_Exercise tasks_:
1. According to the text on the Arizona abortion ballot initiative, how many signatures must Arizonans for Reproductive Freedom turn in, and by what date?
2. Continue the text on the Arizona abortion ballot initiative, starting after its last sentence.

_Extract provided_:
# # # # #
Ballot initiative effort
The statewide Arizonans for Reproductive Freedom has been working to collect signatures for a ballot initiative for the Nov. 8 election, a constitutional amendment providing physicians the right to carry out decisions regarding prenatal care, childbirth, postpartum care, contraception, sterilization, abortion, miscarriage management and infertility.
They need to turn in at least 350,000 signatures by Thursday, July 7.
The measure would also provide a right to a surgical or medical abortion until the point of viability in the pregnancy which, under the measure, would be defined as when “there is a reasonable likelihood of sustained fetal survival outside the uterus, with or without artificial support.”
Without the initiative, abortions will be largely unavailable in Arizona until November 2024, when there could be another shot at a voter initiative on the ballot, said Will Humble, executive director of the Arizona Public Health Association.
“The decision about whether the 1884/1901 anti-abortion laws dominate or whether the contemporary new law just limiting abortions to the first 15 weeks will need to be settled by the Arizona Supreme Court,” Humble wrote in a recent report on abortion in Arizona since the U.S. Supreme Court overturned Roe v. Wade.
“Sadly, the makeup of that court is solidly conservative and is very likely to side with the state and enforce the 1884/1901 anti-abortion laws.”
‘Scariest part of this’
In Arizona right now, if a woman came to a hospital with life-threatening hemorrhaging, Fewell said as an example, doctors can perform an abortion to save her. However, she said it is unclear if they will now be legally scrutinized for these surgeries.
# # # # #
_Extracted entries_:

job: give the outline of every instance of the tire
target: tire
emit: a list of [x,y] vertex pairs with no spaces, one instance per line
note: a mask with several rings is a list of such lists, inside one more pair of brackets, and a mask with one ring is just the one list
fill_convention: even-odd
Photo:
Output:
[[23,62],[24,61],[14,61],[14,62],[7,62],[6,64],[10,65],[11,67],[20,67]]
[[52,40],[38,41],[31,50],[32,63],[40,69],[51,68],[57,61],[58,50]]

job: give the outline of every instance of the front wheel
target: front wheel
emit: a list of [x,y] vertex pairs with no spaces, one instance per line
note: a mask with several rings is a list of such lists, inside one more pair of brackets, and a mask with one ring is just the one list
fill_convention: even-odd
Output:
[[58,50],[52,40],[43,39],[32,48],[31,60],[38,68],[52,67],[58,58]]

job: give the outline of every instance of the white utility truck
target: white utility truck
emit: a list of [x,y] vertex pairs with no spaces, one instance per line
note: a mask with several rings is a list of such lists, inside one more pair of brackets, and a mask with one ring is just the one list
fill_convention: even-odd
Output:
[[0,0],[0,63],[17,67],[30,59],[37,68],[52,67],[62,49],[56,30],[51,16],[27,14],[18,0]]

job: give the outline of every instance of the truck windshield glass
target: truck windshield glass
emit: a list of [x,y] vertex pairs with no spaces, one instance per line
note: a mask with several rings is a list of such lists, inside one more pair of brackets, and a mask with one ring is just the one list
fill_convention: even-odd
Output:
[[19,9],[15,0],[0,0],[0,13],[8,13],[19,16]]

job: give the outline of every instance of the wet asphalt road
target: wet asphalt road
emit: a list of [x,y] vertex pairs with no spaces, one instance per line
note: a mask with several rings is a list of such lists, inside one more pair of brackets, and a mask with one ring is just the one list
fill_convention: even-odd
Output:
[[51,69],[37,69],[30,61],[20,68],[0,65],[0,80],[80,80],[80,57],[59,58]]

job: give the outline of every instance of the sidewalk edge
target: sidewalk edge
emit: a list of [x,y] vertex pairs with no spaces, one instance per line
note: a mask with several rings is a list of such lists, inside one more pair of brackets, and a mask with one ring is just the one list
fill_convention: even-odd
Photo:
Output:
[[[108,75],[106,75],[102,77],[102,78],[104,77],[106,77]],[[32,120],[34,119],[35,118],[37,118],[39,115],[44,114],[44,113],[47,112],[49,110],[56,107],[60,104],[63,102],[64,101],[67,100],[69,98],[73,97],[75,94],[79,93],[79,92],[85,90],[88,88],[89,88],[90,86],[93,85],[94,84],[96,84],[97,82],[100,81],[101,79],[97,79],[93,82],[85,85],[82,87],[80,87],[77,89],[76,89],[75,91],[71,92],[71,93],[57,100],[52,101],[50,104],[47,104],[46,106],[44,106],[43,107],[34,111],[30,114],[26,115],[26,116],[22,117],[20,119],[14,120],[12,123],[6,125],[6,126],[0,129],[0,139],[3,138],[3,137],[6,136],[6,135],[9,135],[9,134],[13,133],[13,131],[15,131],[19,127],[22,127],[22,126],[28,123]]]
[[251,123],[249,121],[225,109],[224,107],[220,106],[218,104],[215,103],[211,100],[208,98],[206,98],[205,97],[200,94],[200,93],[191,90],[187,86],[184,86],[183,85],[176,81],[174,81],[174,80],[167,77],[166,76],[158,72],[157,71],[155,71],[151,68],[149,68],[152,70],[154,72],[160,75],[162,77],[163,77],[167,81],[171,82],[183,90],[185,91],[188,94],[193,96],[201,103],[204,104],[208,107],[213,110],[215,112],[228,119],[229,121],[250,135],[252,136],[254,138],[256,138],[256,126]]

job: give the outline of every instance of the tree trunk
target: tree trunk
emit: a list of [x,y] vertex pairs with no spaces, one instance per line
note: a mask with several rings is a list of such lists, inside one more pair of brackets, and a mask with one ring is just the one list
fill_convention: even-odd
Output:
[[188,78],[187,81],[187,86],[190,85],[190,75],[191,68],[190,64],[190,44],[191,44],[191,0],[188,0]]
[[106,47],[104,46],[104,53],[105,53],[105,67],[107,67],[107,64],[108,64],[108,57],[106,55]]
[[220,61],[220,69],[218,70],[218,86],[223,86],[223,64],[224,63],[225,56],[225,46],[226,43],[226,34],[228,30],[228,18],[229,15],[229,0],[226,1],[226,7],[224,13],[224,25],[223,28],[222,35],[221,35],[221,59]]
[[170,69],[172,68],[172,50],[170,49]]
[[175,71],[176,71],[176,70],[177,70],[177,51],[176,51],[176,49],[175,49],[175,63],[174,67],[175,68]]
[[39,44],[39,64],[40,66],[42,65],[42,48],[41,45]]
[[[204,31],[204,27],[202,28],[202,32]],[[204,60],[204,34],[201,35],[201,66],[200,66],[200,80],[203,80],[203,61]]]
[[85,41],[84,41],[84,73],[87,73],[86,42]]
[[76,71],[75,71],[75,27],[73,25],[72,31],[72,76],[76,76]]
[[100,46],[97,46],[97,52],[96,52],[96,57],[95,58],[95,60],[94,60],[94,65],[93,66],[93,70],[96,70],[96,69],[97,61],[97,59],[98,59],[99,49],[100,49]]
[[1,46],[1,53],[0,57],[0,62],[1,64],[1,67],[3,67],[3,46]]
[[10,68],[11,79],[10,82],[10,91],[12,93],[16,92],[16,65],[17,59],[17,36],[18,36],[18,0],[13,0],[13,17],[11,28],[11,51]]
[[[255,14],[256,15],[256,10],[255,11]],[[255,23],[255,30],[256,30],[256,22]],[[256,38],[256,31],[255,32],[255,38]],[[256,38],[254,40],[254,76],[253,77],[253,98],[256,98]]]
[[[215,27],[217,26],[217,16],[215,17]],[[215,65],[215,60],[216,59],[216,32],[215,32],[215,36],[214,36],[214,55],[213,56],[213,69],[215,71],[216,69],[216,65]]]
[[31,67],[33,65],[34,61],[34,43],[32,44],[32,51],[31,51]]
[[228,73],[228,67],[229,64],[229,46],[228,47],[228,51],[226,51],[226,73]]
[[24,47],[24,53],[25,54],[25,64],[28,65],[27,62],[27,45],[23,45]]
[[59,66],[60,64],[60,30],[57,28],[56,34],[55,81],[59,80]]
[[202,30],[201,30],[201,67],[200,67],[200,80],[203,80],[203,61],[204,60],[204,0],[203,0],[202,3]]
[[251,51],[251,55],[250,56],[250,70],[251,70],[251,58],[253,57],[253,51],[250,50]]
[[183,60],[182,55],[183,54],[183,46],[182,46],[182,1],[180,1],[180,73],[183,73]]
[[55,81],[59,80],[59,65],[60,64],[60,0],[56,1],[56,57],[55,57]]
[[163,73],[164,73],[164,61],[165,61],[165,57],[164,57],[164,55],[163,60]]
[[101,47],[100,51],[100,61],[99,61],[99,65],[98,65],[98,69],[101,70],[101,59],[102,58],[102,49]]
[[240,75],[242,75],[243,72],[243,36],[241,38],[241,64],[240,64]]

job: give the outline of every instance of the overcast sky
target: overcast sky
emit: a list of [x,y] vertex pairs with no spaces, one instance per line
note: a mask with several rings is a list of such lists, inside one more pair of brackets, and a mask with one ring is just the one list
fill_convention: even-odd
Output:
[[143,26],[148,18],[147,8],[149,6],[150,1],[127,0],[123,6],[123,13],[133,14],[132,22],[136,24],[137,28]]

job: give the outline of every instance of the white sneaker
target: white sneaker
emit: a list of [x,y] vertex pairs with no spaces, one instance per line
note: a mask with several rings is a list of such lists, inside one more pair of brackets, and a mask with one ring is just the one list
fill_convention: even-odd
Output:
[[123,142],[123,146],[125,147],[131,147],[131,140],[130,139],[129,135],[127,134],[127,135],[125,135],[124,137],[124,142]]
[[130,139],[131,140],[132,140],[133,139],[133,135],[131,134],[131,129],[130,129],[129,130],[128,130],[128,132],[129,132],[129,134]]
# # # # #
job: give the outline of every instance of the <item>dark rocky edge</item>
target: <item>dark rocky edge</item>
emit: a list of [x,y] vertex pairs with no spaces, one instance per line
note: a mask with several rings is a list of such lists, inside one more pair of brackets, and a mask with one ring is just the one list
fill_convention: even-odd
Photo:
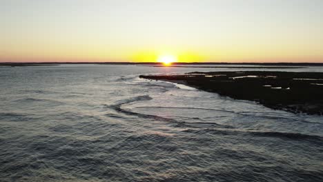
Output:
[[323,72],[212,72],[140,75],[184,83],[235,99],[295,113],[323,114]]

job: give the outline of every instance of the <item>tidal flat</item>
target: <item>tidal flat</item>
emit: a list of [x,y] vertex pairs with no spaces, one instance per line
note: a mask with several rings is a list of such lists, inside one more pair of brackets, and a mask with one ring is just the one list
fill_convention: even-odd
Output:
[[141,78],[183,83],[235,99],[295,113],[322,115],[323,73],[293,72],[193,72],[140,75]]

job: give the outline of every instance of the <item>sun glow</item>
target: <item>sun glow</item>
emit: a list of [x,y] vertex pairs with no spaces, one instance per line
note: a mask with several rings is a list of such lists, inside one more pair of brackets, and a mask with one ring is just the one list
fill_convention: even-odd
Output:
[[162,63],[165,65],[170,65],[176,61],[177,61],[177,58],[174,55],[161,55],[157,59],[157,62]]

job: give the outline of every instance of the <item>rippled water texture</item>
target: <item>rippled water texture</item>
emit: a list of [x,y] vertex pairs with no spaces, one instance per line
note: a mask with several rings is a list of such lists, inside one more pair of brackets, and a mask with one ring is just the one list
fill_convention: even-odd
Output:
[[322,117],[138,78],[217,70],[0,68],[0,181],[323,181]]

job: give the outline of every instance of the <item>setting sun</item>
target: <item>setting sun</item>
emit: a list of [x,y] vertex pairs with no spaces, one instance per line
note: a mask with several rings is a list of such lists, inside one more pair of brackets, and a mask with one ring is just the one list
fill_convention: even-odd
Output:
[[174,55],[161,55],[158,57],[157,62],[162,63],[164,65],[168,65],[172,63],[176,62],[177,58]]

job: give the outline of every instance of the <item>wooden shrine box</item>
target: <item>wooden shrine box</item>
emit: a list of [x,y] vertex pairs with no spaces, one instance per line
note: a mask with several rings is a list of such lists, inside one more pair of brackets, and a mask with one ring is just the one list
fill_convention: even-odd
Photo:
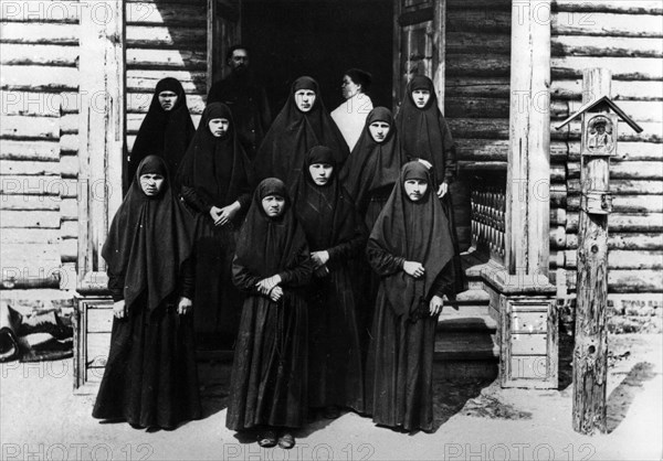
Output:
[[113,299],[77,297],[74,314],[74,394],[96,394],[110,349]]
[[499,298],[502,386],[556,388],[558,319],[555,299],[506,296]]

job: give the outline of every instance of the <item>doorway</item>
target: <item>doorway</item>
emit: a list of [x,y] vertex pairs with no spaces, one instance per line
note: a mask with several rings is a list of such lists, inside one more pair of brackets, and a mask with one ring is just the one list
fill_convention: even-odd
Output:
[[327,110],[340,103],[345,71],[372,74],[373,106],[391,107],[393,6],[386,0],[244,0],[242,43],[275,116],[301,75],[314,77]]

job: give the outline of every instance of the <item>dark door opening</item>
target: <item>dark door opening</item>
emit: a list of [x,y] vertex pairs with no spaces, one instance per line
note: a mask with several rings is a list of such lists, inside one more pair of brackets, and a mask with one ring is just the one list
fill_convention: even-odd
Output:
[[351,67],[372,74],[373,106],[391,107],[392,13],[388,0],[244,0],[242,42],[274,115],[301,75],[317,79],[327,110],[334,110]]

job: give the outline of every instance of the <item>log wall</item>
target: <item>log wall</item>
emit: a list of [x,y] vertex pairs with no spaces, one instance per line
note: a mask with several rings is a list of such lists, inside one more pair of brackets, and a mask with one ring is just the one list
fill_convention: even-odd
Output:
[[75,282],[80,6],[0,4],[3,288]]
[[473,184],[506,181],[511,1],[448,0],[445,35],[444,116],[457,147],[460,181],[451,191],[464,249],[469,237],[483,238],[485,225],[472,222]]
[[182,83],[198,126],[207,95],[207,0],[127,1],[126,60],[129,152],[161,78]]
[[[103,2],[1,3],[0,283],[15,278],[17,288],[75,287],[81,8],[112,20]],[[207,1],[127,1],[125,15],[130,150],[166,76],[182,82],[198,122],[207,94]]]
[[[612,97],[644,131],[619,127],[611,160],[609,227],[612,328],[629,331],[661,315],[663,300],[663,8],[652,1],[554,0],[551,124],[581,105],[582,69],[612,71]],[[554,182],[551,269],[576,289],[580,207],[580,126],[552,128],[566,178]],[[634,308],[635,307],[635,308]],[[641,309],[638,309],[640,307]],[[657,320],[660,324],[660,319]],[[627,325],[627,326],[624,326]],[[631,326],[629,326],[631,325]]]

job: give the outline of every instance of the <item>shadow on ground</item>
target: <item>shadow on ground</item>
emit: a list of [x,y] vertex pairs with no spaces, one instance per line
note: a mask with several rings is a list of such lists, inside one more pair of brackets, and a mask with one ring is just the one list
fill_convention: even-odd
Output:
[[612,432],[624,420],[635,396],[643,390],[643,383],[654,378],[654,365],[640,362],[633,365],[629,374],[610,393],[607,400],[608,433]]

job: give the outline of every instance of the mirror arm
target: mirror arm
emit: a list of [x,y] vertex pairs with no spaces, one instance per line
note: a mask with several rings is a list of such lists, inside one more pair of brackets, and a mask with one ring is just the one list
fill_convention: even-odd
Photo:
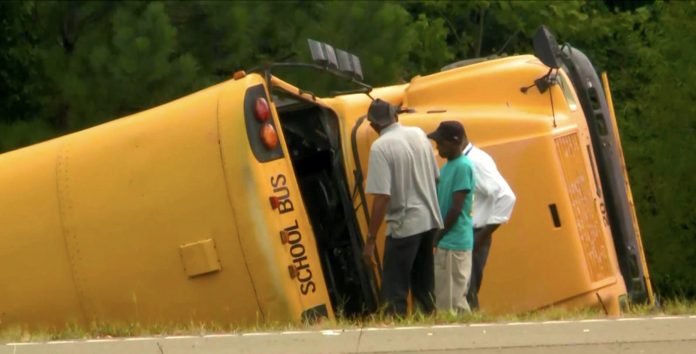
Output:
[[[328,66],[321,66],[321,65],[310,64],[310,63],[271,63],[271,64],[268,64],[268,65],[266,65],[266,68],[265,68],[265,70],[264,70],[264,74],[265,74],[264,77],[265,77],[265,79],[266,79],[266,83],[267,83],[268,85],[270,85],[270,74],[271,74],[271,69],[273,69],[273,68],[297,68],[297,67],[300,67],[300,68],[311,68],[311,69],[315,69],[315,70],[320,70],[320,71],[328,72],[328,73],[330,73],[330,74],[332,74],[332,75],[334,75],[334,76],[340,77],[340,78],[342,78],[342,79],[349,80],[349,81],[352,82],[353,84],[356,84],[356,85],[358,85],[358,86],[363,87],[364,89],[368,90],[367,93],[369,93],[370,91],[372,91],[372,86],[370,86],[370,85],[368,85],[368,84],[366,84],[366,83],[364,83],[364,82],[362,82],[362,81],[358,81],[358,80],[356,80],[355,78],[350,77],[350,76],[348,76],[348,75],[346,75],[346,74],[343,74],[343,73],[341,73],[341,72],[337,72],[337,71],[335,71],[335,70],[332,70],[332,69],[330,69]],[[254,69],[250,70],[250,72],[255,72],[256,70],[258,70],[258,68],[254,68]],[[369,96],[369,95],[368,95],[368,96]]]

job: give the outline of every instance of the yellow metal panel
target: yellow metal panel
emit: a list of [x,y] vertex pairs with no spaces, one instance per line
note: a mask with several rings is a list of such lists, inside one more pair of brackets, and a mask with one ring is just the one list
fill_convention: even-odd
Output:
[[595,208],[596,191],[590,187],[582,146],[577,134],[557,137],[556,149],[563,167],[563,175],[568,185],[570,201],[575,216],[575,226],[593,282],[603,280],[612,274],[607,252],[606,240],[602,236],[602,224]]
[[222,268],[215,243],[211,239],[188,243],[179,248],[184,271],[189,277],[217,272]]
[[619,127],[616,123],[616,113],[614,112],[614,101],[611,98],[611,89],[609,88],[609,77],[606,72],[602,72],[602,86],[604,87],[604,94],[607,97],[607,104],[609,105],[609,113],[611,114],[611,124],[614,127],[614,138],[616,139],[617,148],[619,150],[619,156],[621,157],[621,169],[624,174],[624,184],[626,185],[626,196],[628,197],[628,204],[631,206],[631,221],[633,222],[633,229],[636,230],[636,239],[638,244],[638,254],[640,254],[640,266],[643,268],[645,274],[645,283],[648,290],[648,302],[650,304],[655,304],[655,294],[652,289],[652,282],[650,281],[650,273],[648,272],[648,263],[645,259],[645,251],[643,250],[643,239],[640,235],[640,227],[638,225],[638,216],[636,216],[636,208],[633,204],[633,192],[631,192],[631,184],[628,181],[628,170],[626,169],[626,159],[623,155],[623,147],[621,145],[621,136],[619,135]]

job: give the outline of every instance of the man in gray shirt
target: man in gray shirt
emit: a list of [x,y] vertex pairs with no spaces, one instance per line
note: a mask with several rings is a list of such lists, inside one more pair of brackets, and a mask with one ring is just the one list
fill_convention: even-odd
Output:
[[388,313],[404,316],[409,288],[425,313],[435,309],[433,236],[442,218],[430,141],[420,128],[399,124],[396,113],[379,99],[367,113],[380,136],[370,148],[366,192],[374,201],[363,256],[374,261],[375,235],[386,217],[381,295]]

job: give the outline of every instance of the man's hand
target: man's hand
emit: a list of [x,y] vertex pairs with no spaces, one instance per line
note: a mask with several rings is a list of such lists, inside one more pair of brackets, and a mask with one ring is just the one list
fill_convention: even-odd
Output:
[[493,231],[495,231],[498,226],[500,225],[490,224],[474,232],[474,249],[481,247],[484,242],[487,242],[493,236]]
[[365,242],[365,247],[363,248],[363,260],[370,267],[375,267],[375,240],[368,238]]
# # # # #
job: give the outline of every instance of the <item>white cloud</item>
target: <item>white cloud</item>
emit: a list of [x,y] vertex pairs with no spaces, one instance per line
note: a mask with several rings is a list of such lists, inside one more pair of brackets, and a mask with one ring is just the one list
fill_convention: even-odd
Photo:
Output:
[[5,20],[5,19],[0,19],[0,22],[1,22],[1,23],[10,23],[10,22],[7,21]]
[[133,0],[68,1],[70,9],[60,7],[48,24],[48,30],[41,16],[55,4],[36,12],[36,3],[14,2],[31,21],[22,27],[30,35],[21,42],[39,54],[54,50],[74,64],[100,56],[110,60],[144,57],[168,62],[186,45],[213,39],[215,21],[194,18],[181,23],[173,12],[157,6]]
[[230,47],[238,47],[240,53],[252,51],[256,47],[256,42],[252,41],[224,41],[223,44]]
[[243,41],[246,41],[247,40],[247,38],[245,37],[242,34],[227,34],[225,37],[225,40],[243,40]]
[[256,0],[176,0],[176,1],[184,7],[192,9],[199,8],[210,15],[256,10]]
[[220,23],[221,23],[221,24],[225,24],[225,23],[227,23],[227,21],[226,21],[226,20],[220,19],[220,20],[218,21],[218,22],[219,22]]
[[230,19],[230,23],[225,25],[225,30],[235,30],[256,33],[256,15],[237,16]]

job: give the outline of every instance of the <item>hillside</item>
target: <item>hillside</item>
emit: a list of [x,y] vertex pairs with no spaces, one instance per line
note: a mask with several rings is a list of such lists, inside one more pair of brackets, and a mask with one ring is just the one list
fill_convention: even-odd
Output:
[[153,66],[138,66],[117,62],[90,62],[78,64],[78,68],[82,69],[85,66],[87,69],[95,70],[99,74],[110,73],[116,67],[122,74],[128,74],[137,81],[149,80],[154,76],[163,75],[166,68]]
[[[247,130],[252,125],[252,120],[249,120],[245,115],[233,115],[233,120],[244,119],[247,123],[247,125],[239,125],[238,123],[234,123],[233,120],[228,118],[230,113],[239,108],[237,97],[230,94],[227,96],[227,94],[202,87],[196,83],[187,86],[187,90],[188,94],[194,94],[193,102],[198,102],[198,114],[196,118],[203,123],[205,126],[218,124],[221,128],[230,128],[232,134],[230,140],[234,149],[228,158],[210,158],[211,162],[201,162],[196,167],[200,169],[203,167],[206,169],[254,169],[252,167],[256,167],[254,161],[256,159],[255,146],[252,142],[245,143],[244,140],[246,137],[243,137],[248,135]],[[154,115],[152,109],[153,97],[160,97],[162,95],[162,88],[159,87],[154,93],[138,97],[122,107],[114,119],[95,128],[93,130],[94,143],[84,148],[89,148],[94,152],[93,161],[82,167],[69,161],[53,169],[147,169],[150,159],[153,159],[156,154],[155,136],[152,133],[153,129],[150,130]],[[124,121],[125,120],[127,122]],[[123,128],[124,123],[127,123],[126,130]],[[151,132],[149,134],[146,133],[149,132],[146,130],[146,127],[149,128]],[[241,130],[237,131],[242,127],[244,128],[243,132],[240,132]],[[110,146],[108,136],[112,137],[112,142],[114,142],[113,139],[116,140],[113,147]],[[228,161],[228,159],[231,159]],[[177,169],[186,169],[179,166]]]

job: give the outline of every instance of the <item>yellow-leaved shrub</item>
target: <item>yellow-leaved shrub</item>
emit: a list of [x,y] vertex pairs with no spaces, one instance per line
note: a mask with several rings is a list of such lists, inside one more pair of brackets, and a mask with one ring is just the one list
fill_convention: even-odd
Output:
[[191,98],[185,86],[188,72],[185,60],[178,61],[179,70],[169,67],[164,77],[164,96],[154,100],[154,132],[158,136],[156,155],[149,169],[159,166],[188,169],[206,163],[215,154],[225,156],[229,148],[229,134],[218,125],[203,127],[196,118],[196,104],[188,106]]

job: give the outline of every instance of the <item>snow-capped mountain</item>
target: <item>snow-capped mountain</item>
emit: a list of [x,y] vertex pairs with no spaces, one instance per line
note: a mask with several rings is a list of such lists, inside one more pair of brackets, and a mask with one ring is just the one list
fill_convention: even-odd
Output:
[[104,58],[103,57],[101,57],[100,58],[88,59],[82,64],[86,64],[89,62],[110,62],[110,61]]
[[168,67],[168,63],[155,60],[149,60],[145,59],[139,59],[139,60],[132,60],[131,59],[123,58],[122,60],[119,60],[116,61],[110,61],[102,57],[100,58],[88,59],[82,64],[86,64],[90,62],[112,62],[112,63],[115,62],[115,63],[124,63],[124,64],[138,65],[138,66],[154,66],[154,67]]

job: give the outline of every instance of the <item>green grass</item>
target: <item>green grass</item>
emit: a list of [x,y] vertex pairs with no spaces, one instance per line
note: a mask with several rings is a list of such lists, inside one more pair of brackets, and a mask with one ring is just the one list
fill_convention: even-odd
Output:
# # # # #
_Results_:
1. At least 350,000 signatures by Thursday, July 7.

2.
“The scariest part of this for doctors is that there are many, many reasons we perform an abortion to save a life,” she said. Sometimes, complications are known ahead of time, and a woman might wish to end her pregnancy to avoid that risk.
The American College of Obstetricians and Gynecologists reports that pregnancy imposes “significant physiological changes” on a person’s body, and these changes can “exacerbate underlying or preexisting conditions, like renal or cardiac disease, and can severely compromise health or even cause death.”
Other complications that can require an abortion include ectopic pregnancies, which is when a fertilized egg implants outside the uterus, pregnancy-induced high blood pressure — called eclampsia — that can can occur before the fetus is viable, as well as cancer treatment that requires chemotherapy.
For now, here’s what’s known to be legally available in Arizona:
“Plan B,” which is considered emergency contraception and not abortion, is still legal in Arizona, Kwatra said, and doctors are still able to recommend it. The pill, which is sold over the counter and needs to be taken within 72 hours of unprotected sex, is intended to prevent a pregnancy after unprotected sex. It’s often used to help victims of sexual assault.
Another similar drug is called Ella, and it must be taken within five days of unprotected sex.
Kwatra is concerned about states restricting access to these drugs going forward.
“Once the protection of Roe is off, everything is on the table,” Kwatra said.
The abortion-inducing drugs mifepristone and misoprostol cannot be prescribed for abortions in Arizona at this time, she said, raising a question that’s being asked around the country: Do states have the legal authority to ban drugs that have been approved by the U.S. Food and Drug Administration?
“This is religious zealotry bleeding into our medical systems with massive ramifications for women and families,” said Tucson Dr. Eve Shapiro.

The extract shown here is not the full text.